[Text passage]

We were silent, it’s customary at group sessions to let everyone speak their truth without interruptions. “she’s lazy and I believe she robbed me of my childhood” – she continued, her voice barely a whisper. She was talking and we were listening to the ultimate taboo.

You are not allowed to hate your mother, Ever! Even if she was bad. Especially if she was bad.
I sat there, holding my breath, listening to the screaming thoughts that stood on everyone’s head, their faces gave them away, they tried to hide what they really felt but I’ve seen too many criminal minds and Lie to me to not catch a micro expression. “can you tell us why” – Aisha our host said. “she has never worked a day in her life, all she knows how to do is want things she can’t afford, want to be in a class you cannot afford. We are fucking poor, accept that and agree that I am growing as much as I can, as fast as I can, stop making stupid outrageous demands that you can’t fucking afford, stop pressuring me to be more than I am. All you do is fucking sit there and list all the things your children should do for you, if it was so easy why haven’t you fucking done it yet?? Why do you have to attend every event even when it’s so obviously clear that you can’t fucking afford it and why do you have to make me get you the money every time. You have absolutely no respect for my struggles or pain, when you care about me, its more about you worrying that your cash cow might die or something might happen to me and that will end your money flow, I don’t think your affection is genuine, all you do is talk about your dreams for me… Like do you even ask me about my dreams for me??…. I hate her, I fucking hate her”

She pauses, takes a deep breath, her eyes running around the room, her hands shaking but hurriedly wiping the tears from her face. “I was wondering how I got this way, actually, deeply thinking” – she pauses again, her hand in a fist, placed on her knee, she needed to steady herself, there was so much pent up anger, Too much. “I was thinking how I got this way and it occurred to me that I might have always been this way but I just didn’t know what it was called, no one told me what happiness really was. Mum has always been sad for as long as I’ve known her, her happiness is tied to how much money she has and how she’s able to afford anything she likes and how “people don’t ever get to know that we are poor and struggling” I was forced to grow up, grow up too quickly, I was taught to tie my self worth to how much I could provide, how much money I was bringing in, nothing else I did was enough as far as I brought in money, how I got it didn’t matter; because how can she not know how I got all that money…. Nooo you were just happy to be able to go to all that stupid parties just to show off that you too were also rich”

[/Text passage]

Exercise tasks:
1. In the group session story, what is the name of the host?
2. Pull out everything in the group session story from "We were silent, it’s" down to "Especially if she was bad.", word for word.
3. Continue the group session story from the point where it stops.

[Extracted records]

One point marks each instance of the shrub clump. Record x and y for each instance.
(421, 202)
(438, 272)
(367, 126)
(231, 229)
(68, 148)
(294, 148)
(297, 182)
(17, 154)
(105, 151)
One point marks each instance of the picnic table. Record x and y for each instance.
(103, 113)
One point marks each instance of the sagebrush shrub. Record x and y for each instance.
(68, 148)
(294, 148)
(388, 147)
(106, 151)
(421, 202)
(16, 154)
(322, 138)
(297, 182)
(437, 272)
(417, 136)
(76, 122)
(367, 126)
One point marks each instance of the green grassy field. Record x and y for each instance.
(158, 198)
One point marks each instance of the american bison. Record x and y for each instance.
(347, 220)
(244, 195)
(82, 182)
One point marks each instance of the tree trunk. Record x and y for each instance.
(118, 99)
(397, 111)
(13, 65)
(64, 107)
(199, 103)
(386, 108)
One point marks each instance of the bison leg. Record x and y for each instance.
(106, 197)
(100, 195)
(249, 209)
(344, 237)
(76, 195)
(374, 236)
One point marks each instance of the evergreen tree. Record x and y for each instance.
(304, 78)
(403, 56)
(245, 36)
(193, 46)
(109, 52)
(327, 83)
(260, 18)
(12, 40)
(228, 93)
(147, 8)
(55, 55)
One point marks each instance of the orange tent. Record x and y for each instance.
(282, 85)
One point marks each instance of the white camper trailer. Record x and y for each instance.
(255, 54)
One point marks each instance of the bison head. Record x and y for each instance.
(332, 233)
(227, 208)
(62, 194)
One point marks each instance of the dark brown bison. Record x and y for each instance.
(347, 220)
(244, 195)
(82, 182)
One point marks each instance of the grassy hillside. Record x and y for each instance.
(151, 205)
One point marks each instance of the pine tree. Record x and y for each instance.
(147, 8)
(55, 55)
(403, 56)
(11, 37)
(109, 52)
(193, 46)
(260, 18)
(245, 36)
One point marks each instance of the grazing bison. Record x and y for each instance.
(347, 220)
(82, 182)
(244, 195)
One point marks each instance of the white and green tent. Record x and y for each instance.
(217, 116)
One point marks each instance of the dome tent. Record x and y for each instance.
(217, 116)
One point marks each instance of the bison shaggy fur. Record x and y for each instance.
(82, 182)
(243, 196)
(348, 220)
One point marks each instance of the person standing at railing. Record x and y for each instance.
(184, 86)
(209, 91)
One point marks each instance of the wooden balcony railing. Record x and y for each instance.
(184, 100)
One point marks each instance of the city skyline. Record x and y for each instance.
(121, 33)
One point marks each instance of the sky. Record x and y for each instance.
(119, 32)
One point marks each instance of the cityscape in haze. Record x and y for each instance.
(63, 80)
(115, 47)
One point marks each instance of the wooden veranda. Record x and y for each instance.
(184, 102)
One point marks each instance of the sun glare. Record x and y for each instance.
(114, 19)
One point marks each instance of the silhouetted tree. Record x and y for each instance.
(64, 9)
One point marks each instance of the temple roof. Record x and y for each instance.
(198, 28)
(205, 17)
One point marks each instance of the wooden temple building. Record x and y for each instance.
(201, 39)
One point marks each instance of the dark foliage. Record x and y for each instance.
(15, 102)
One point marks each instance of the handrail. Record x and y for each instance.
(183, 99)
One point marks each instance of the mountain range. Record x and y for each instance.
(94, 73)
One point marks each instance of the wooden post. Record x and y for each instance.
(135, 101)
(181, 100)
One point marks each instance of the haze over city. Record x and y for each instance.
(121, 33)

[/Extracted records]
[Extracted records]

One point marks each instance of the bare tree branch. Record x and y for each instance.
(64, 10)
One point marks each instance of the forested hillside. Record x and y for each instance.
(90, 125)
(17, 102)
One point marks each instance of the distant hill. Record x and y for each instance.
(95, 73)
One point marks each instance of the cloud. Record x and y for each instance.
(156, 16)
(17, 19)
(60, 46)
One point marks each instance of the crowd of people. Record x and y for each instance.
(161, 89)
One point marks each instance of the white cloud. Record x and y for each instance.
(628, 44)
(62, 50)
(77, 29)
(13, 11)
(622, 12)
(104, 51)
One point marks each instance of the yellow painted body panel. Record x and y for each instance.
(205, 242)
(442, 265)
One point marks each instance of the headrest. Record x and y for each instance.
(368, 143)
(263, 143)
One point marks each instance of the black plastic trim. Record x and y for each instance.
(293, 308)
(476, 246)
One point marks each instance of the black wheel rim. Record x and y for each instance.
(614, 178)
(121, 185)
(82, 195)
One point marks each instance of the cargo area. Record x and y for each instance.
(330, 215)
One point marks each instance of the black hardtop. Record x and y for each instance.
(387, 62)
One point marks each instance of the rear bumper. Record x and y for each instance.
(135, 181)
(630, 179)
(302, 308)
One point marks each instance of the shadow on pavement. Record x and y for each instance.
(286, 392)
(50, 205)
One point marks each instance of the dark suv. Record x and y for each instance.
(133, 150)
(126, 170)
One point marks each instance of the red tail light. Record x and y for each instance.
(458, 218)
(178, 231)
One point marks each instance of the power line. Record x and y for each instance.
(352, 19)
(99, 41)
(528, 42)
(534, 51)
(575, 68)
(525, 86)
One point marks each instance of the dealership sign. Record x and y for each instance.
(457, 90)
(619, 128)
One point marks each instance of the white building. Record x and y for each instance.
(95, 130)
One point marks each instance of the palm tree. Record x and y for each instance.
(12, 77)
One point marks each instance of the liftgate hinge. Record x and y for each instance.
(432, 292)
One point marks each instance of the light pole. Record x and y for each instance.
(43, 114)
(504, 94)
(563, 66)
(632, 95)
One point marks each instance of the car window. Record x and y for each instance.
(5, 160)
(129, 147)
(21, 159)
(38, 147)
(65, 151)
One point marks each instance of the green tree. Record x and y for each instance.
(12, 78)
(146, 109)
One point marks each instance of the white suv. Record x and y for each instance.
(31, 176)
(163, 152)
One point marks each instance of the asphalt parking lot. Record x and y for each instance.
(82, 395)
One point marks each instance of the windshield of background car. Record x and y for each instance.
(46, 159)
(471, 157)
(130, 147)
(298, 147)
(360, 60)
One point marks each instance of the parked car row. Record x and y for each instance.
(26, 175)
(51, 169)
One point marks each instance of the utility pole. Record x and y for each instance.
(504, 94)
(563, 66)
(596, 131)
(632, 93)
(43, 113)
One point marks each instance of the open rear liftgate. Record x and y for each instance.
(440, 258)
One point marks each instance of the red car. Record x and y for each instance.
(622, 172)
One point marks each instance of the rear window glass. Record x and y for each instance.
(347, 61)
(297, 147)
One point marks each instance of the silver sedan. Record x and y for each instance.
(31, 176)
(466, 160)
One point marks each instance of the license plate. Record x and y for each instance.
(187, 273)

[/Extracted records]

Results of the tasks:
1. Aisha

2.
We were silent, it’s customary at group sessions to let everyone speak their truth without interruptions. “she’s lazy and I believe she robbed me of my childhood” – she continued, her voice barely a whisper. She was talking and we were listening to the ultimate taboo.

You are not allowed to hate your mother, Ever! Even if she was bad. Especially if she was bad.

3.
Deola cried, a lot! And we all cried along, she got up, angry, walked to the punching bag we had in the corner and a few of us got up with her. “I didn’t enjoy my childhood, because I had to do your fucking job! I had to grow up and take care of the children you bore, I lost my years just so you could pretend to every family and friend that we weren’t poor but we were, we were”
Deola punched the bag, punching and going in circles, “aaaaaaaarrrrrgggggghhhhh” – she screamed… “Ohh we were fucking poor and if we had acted our wage mum, maybe we wouldn’t still be fucking poor as we are now, would we? Maybe all that money I made would have been invested in something good and we wouldn’t still have to struggle huh”
She spoke to the bag and punched it.

“you made me loose myself, I never got to understand my self worth because i felt that I was only useful if i did something for someone, I would go through relationship after relationship with this mindset, (he left because I didn’t do enough) … I didn’t think that I was enough, because even you didn’t make me feel like I was enough. I needed to bring home the bacon before I got any reverence with you so why should I expect anyone to love me exactly the way I am. I don’t even know who I FUCKING AM!!!! aaaaaaaarrrrrgggggghhhhh “

This scream was louder than the previous, I brought out my phone and began typing this, watching every mannerism, every gut she spilled, every table she shook…. I write when I’m stressed or in pain (or in love…).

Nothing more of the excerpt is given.